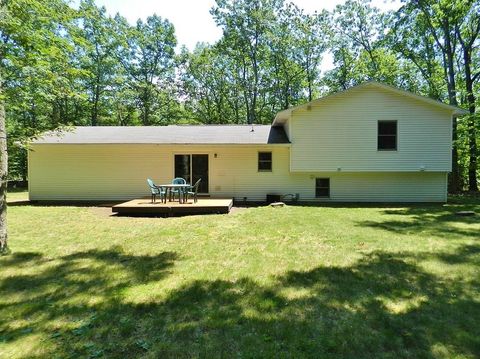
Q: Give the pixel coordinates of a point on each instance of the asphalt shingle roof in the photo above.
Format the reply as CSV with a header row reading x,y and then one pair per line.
x,y
174,134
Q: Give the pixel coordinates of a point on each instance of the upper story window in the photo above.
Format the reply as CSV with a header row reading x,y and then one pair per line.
x,y
265,161
387,136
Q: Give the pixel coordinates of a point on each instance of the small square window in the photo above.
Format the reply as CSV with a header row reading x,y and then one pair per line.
x,y
322,187
387,136
265,161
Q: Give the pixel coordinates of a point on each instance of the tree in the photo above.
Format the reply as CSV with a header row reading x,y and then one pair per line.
x,y
94,37
31,40
468,32
147,54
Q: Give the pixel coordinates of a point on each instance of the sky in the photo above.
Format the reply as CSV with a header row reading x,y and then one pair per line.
x,y
193,22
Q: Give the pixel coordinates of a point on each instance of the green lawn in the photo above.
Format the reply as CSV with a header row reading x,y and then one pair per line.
x,y
391,282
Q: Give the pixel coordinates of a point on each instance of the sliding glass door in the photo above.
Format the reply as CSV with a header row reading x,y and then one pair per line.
x,y
193,167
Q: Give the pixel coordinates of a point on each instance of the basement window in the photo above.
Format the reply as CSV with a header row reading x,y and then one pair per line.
x,y
387,136
264,161
322,187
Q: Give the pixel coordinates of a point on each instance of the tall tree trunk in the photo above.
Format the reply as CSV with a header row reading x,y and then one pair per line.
x,y
3,179
469,80
455,178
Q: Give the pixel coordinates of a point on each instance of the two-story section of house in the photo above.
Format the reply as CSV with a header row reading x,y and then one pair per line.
x,y
370,143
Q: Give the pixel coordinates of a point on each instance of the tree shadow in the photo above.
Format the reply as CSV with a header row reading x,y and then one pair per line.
x,y
440,221
384,305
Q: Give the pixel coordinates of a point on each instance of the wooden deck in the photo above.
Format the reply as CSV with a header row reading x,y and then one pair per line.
x,y
144,206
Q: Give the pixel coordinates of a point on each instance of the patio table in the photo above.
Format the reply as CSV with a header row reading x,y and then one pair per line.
x,y
180,187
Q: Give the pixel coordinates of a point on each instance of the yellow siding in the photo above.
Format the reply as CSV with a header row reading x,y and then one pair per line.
x,y
111,172
342,132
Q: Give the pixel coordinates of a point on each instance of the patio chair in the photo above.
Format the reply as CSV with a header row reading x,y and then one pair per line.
x,y
193,191
173,191
156,191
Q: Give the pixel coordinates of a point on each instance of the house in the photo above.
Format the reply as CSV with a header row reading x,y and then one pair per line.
x,y
370,143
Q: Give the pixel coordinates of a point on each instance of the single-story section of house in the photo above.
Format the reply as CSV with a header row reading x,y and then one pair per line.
x,y
370,143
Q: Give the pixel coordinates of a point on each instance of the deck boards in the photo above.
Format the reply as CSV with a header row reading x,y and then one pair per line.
x,y
145,206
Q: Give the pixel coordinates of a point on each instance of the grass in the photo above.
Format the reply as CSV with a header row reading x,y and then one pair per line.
x,y
346,281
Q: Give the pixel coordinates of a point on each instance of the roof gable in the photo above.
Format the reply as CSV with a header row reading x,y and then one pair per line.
x,y
282,116
173,134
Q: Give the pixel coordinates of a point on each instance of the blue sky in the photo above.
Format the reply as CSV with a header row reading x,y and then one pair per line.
x,y
193,22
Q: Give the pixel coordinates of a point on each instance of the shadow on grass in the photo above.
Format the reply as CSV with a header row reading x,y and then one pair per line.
x,y
439,220
382,306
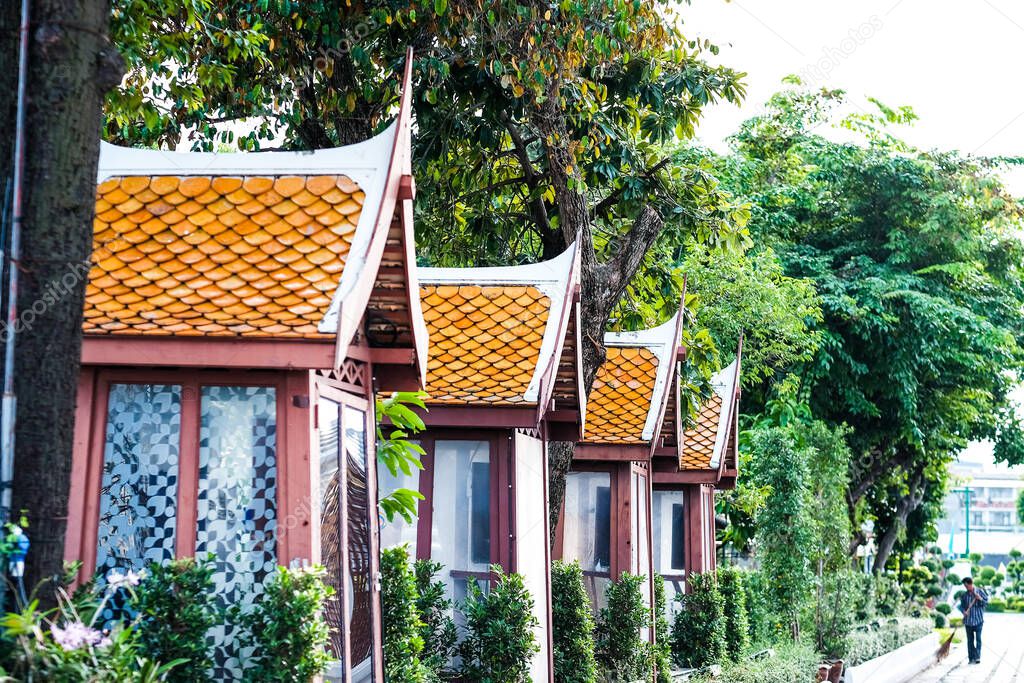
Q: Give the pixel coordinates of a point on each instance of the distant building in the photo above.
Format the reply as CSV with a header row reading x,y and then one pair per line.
x,y
994,529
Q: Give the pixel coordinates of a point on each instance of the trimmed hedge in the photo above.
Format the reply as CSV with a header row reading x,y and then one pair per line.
x,y
878,638
792,664
572,626
698,637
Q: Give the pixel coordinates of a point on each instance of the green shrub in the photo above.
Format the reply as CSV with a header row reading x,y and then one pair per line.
x,y
737,639
66,644
864,601
176,608
437,632
792,664
784,530
621,651
663,634
873,640
759,614
572,626
888,596
834,612
500,626
401,640
287,628
698,634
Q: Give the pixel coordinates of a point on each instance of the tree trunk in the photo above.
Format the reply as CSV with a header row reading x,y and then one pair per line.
x,y
71,66
906,505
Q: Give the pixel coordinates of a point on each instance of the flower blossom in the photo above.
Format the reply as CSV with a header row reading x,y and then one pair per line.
x,y
76,635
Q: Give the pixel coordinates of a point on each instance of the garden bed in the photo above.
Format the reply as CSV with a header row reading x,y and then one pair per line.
x,y
898,666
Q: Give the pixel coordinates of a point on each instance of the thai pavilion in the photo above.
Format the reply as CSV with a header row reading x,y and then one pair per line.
x,y
241,312
606,514
685,481
503,380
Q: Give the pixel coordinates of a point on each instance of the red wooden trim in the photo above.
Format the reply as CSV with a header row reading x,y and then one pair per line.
x,y
479,417
622,524
238,352
611,452
503,496
426,517
407,187
80,467
100,402
297,474
686,477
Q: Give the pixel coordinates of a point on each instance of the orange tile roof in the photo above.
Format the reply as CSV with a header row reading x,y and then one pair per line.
x,y
620,401
255,256
484,341
698,441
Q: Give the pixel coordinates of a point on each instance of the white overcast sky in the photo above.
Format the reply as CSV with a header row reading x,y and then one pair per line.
x,y
957,63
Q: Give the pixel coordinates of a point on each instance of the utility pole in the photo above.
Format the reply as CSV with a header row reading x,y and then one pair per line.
x,y
966,492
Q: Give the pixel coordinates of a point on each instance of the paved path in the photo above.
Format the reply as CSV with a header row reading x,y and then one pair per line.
x,y
1001,655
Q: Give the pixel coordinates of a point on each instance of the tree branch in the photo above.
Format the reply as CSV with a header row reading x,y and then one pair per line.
x,y
604,205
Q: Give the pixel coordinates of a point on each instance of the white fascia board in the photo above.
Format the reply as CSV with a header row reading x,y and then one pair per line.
x,y
550,278
365,163
662,342
381,150
724,383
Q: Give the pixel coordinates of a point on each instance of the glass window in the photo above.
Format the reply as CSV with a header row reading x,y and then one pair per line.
x,y
237,511
360,579
587,528
329,505
998,518
139,487
461,520
668,527
640,542
397,531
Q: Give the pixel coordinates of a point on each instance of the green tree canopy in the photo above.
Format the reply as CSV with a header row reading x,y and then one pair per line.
x,y
915,257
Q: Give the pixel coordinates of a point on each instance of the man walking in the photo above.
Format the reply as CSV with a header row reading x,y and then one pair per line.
x,y
973,605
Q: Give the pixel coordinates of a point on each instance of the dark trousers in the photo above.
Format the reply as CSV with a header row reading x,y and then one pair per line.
x,y
974,642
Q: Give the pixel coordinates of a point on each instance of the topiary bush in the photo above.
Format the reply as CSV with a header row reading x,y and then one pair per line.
x,y
730,583
870,641
500,626
437,630
698,634
287,630
572,626
834,612
760,619
176,608
663,634
402,642
623,654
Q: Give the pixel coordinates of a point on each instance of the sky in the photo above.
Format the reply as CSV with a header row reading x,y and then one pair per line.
x,y
956,63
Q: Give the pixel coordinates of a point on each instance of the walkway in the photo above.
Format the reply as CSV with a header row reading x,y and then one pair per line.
x,y
1001,656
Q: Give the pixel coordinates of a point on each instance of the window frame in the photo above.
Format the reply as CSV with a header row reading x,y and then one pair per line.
x,y
501,524
192,383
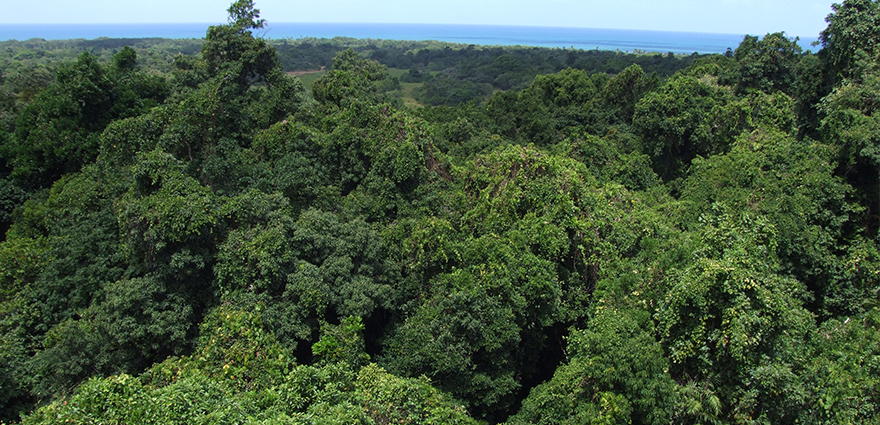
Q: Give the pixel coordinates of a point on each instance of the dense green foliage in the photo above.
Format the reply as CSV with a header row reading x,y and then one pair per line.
x,y
606,238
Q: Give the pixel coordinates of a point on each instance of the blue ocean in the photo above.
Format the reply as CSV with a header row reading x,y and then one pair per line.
x,y
578,38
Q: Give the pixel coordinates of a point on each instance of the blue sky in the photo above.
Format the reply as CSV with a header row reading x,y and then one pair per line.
x,y
805,18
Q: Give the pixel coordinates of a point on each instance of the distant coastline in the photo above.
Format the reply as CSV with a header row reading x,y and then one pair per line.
x,y
579,38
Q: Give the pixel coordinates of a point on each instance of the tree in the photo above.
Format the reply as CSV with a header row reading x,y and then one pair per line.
x,y
852,37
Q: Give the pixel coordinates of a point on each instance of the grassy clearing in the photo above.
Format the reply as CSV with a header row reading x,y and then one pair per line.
x,y
406,92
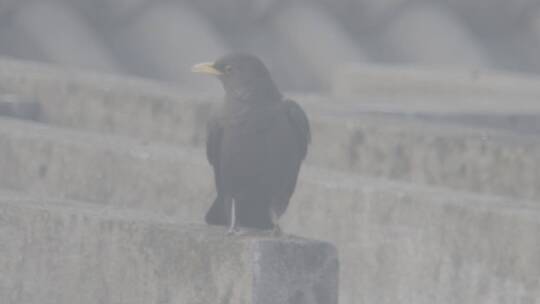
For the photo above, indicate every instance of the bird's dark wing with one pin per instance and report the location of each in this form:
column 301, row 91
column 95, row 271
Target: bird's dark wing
column 216, row 214
column 300, row 123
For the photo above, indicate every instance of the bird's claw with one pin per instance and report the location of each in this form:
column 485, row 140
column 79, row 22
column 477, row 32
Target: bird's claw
column 276, row 232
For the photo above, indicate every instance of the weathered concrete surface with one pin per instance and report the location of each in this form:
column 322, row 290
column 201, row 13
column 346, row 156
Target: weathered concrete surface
column 397, row 242
column 388, row 140
column 56, row 253
column 451, row 89
column 103, row 169
column 411, row 244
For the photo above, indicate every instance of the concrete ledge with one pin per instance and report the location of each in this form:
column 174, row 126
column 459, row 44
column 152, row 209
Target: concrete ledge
column 55, row 252
column 404, row 243
column 396, row 240
column 478, row 87
column 390, row 140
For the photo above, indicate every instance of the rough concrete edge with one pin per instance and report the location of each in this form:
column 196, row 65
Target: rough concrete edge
column 331, row 264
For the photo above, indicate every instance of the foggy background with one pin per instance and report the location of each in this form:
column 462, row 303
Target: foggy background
column 423, row 171
column 303, row 42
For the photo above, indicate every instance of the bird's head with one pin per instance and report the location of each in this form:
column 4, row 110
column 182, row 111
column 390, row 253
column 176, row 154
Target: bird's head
column 244, row 77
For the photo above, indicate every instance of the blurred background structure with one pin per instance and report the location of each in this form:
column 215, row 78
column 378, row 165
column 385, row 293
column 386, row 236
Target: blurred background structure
column 424, row 169
column 301, row 41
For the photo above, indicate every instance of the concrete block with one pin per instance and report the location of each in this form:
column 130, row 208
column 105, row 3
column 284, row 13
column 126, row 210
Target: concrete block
column 64, row 252
column 16, row 107
column 403, row 243
column 379, row 138
column 397, row 241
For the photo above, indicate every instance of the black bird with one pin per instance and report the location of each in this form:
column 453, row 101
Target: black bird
column 255, row 143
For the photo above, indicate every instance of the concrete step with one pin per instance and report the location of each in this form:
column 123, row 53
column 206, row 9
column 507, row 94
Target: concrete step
column 379, row 140
column 396, row 240
column 66, row 252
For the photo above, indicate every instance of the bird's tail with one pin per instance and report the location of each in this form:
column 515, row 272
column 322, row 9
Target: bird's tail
column 252, row 213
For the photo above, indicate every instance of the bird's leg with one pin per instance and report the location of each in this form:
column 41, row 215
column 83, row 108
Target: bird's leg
column 276, row 231
column 232, row 223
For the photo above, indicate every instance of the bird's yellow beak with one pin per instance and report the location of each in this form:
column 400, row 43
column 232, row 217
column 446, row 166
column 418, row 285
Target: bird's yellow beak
column 206, row 68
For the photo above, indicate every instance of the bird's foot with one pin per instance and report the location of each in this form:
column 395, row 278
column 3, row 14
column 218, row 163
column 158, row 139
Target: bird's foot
column 233, row 231
column 276, row 232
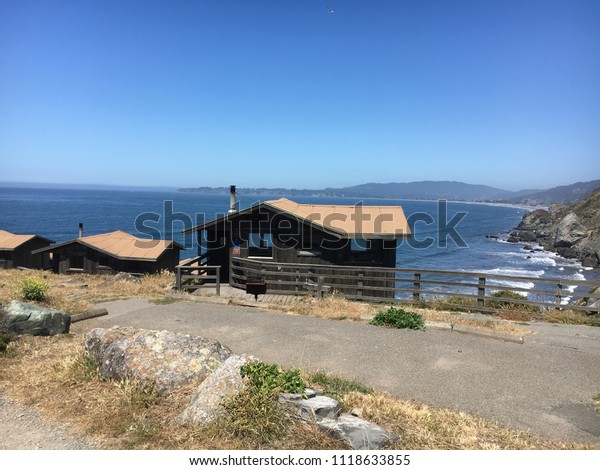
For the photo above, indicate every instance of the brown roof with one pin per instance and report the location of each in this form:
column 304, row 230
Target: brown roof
column 350, row 221
column 10, row 241
column 123, row 245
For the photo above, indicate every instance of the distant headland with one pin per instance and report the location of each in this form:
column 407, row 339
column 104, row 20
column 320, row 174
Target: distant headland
column 432, row 190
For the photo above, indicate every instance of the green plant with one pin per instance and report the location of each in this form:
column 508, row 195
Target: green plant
column 267, row 378
column 336, row 387
column 510, row 295
column 33, row 288
column 398, row 318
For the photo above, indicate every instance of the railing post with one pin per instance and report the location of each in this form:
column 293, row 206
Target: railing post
column 360, row 284
column 417, row 287
column 319, row 287
column 481, row 292
column 219, row 281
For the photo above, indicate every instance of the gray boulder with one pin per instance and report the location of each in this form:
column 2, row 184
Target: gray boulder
column 358, row 433
column 569, row 231
column 29, row 319
column 224, row 382
column 162, row 358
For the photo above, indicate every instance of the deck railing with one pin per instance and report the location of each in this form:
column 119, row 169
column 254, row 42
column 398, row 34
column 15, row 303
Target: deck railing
column 192, row 275
column 389, row 284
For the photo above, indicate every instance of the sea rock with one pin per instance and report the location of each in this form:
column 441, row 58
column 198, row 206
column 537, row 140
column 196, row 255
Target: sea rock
column 224, row 382
column 358, row 433
column 569, row 231
column 29, row 319
column 162, row 358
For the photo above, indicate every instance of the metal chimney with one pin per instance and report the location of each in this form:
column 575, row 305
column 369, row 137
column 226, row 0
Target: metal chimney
column 232, row 202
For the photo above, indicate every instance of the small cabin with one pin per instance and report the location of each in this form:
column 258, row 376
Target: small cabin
column 113, row 252
column 288, row 233
column 16, row 251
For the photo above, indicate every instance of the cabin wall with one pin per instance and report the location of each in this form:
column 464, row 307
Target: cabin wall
column 79, row 258
column 294, row 242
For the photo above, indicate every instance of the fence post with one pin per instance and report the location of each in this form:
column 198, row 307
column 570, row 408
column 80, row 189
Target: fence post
column 319, row 287
column 558, row 298
column 481, row 292
column 360, row 284
column 417, row 287
column 219, row 281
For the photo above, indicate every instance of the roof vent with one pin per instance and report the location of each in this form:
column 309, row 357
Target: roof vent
column 232, row 202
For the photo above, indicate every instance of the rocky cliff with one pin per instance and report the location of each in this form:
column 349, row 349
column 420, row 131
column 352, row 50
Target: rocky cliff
column 572, row 232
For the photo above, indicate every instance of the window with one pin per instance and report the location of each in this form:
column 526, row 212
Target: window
column 359, row 244
column 260, row 244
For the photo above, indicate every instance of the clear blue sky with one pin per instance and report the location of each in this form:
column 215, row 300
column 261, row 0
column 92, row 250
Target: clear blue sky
column 284, row 93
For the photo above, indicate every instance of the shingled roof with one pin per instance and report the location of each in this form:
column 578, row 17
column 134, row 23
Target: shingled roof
column 10, row 241
column 356, row 221
column 122, row 245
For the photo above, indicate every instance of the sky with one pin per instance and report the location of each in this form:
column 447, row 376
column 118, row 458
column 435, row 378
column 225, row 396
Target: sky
column 287, row 93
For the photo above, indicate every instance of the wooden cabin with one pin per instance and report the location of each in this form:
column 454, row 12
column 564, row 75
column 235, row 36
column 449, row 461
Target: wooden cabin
column 16, row 251
column 113, row 252
column 287, row 233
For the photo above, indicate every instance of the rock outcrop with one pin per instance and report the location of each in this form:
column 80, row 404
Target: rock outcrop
column 572, row 232
column 224, row 382
column 28, row 319
column 163, row 359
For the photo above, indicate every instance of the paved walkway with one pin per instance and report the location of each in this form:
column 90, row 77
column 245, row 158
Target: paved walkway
column 546, row 384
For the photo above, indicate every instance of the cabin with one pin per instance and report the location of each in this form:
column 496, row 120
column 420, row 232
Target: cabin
column 113, row 252
column 16, row 251
column 284, row 233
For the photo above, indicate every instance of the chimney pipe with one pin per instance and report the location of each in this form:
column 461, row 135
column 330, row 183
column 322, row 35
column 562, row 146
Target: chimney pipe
column 232, row 202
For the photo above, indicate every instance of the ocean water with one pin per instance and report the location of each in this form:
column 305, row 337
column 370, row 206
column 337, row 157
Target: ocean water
column 463, row 246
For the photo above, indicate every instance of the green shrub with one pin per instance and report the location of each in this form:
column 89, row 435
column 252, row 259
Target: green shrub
column 398, row 318
column 268, row 378
column 507, row 294
column 33, row 288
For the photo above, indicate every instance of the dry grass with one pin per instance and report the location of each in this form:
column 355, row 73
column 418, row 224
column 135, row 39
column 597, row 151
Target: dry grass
column 77, row 293
column 336, row 307
column 425, row 427
column 55, row 376
column 332, row 307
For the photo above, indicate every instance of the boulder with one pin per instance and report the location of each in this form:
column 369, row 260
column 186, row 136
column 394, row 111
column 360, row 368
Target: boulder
column 358, row 433
column 312, row 409
column 224, row 382
column 569, row 231
column 29, row 319
column 162, row 358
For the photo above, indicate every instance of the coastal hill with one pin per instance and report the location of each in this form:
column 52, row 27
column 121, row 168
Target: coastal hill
column 572, row 232
column 449, row 190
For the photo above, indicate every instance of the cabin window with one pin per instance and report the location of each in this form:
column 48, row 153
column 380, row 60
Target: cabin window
column 359, row 245
column 260, row 244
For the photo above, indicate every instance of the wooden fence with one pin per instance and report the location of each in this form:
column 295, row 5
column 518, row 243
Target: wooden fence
column 385, row 284
column 192, row 275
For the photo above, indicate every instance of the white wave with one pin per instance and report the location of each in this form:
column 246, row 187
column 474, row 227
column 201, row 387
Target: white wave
column 510, row 284
column 565, row 300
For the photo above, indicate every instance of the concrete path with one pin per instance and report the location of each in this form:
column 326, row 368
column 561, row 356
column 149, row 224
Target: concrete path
column 546, row 385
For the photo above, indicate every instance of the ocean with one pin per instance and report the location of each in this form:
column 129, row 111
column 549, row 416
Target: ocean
column 456, row 237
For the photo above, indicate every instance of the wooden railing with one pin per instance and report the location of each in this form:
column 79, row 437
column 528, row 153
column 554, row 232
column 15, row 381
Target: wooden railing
column 192, row 275
column 389, row 284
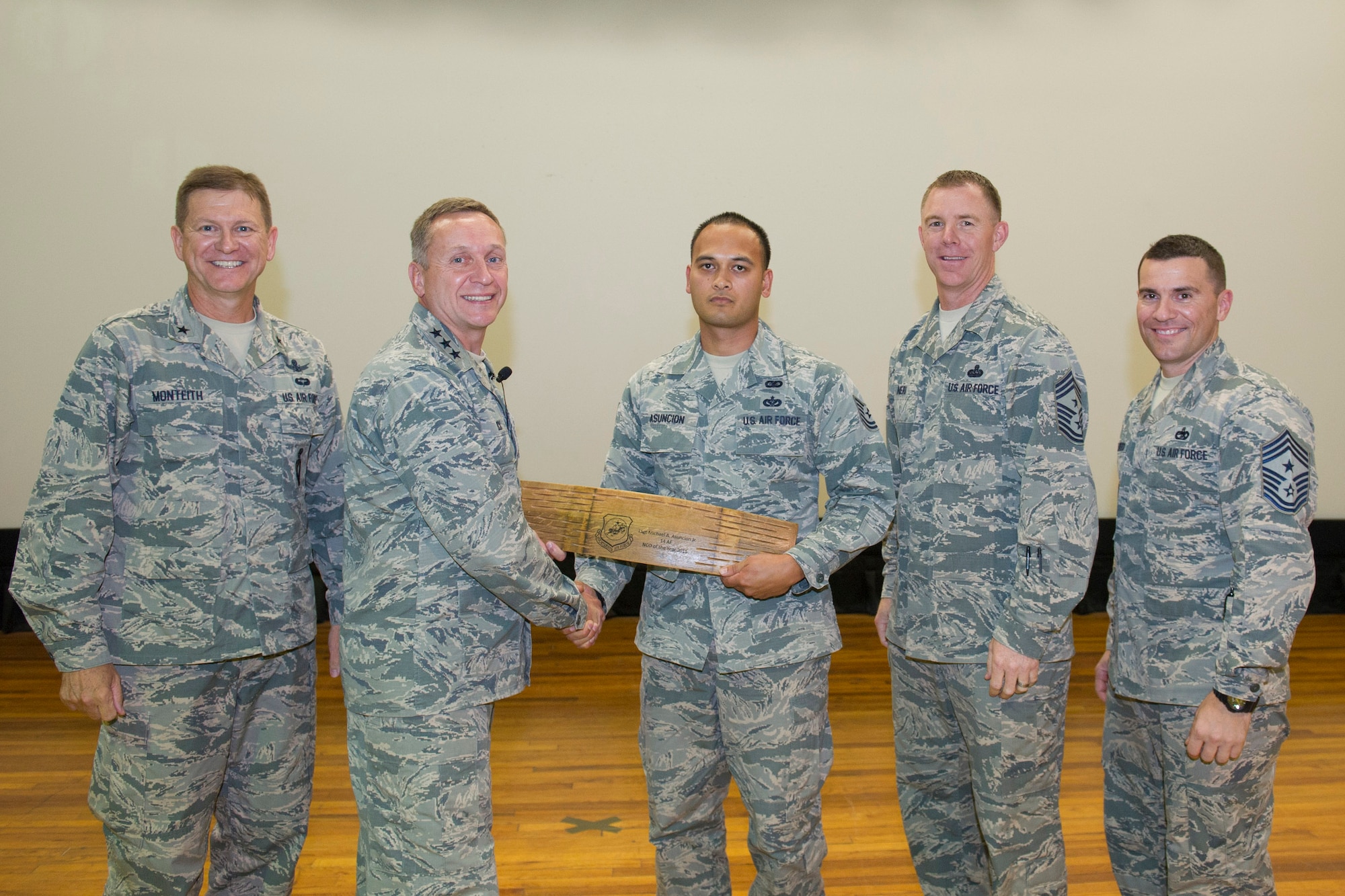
========================================================================
WHAT THE TASK REQUIRES | Return, without any changes, the part of the items that opens with the line containing "For the photo above, indicate every instance of the clear" and closes with the line containing "column 287, row 93", including both of those lines.

WRITTEN SOLUTION |
For the photo above, indicate every instance of the clear blue sky with one pin per instance and report the location of each in this form:
column 215, row 300
column 261, row 0
column 92, row 250
Target: clear blue sky
column 284, row 93
For the photo above, indicate every instance of the shingled roof with one pin per instance and report the location of each in this form:
column 578, row 17
column 134, row 23
Target: shingled roof
column 10, row 241
column 356, row 221
column 122, row 245
For the photo above, indicate every instance of the sky with one pin per instance and report the location of each in this form:
column 447, row 376
column 118, row 458
column 435, row 378
column 225, row 396
Target: sky
column 287, row 93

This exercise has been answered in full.